:: WHAT THE EXERCISE ASKS ::
Copy out each of the following items line for line, leaving out the pictures.

(Items in a dataset)
———
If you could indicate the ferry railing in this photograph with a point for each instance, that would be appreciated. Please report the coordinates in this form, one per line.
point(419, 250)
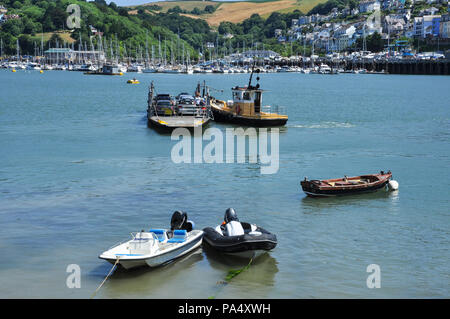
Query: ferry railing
point(274, 109)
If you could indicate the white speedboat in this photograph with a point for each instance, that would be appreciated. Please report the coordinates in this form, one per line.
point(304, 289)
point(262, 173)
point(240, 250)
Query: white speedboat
point(157, 246)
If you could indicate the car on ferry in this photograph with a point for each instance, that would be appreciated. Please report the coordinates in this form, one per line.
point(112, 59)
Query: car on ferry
point(165, 105)
point(186, 105)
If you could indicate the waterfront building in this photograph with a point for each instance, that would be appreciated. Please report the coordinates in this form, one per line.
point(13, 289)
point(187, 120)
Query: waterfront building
point(444, 27)
point(369, 6)
point(304, 20)
point(427, 26)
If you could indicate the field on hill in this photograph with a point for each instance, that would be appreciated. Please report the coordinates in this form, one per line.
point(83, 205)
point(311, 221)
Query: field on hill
point(238, 11)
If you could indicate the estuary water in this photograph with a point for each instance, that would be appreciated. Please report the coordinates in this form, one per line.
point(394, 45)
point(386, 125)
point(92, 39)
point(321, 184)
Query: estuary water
point(80, 170)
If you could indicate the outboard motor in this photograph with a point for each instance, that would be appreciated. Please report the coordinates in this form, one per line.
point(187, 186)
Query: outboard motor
point(230, 215)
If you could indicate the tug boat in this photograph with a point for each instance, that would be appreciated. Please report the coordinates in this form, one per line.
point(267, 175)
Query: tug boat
point(157, 246)
point(246, 108)
point(239, 238)
point(348, 185)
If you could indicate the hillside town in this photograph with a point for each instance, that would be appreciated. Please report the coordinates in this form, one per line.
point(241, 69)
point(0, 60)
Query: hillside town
point(391, 19)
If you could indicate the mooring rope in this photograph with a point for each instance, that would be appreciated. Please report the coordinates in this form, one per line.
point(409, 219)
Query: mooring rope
point(104, 280)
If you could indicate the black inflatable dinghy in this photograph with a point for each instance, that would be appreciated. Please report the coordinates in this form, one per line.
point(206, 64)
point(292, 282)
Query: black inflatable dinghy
point(239, 238)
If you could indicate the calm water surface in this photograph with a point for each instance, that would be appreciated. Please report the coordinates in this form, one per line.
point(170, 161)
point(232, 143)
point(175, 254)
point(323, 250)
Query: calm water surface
point(80, 170)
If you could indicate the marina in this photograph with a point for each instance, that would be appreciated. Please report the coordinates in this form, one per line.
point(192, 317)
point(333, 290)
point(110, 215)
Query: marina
point(109, 175)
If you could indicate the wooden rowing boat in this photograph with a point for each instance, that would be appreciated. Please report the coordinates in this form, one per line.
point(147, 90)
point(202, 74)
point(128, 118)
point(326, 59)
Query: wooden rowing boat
point(345, 185)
———
:: PROBLEM SOLUTION ::
If you could indicate the ferry railing in this photograph with a point for each instance, that would be appreciated. Please report the coordinates in this form, one per line.
point(419, 250)
Query: ferry railing
point(274, 109)
If you could indicate the white speedboat in this photograph with a point for each instance, that would be appreciated. Please report the coordinates in this form, one per line.
point(304, 289)
point(262, 173)
point(240, 250)
Query: white speedboat
point(157, 246)
If you could indicate the car on ferry in this photograph with a point for each instance, that would be appreciated. Please report the coordinates in this form, one per line.
point(112, 59)
Query: car on ferry
point(165, 105)
point(186, 105)
If you could indicate the waterfront building in this photograph with a point for each instance, that would be appreciated. Please report the coordinates in this form, one per line.
point(13, 289)
point(187, 120)
Query: waterfront building
point(444, 27)
point(369, 6)
point(304, 20)
point(427, 26)
If you could indicate the field on hill in this photograph with a point for each instance, that would be appreciated. Please report the coordinates in this form, one per line.
point(83, 205)
point(311, 221)
Query: field on hill
point(238, 11)
If you could indicate the estuary water in this photograph with a point for each instance, that would be appreciated. Please report the coordinates in this form, one per line.
point(394, 45)
point(386, 125)
point(92, 39)
point(321, 184)
Query: estuary water
point(80, 170)
If you could indicate the outboard motor in this photograph with a point for each instance, that would be appreciated. Please report the coordinates in this form, one per line.
point(187, 186)
Query: outboard motor
point(230, 215)
If you could indicate the tug boat in this photograph with a point for each instance, that would be appreciated. Please report the coordinates in this form, one per line.
point(267, 175)
Query: tug boat
point(157, 246)
point(246, 108)
point(239, 238)
point(348, 185)
If you could indicate the hillside town in this photograph with a point for each instance, that would be appreciated. Please report the coordinates in this form, one per line.
point(241, 69)
point(0, 60)
Query: hillside town
point(391, 19)
If you could indicate the mooring rope in this photograph with a point for each instance, that would be appreciated. Please report the coordinates in this form, one per line.
point(409, 219)
Query: mooring rope
point(104, 280)
If you could indicate the black inflatable dinghy in this photograph with a point for each instance, that would be appreciated. Please report the coordinates in this form, one per line.
point(206, 64)
point(292, 282)
Query: black inflatable dinghy
point(239, 238)
If you could indicate the calm water surface in this photograph with a point for each instance, that would be appreciated. Please report the coordinates in this form, one per line.
point(170, 161)
point(232, 143)
point(175, 254)
point(323, 250)
Query: calm water surface
point(80, 170)
If you could indicate the marina in this photograph with a point for each instance, that would be appreciated. Please report the coordinates in this form, one per line.
point(192, 317)
point(333, 290)
point(110, 215)
Query: marina
point(109, 175)
If you could indicate the wooden rowing boat in this photograph with a point for each instance, that would be appreciated. Please report the coordinates in this form, one per line.
point(147, 90)
point(202, 74)
point(128, 118)
point(326, 59)
Query: wooden rowing boat
point(345, 185)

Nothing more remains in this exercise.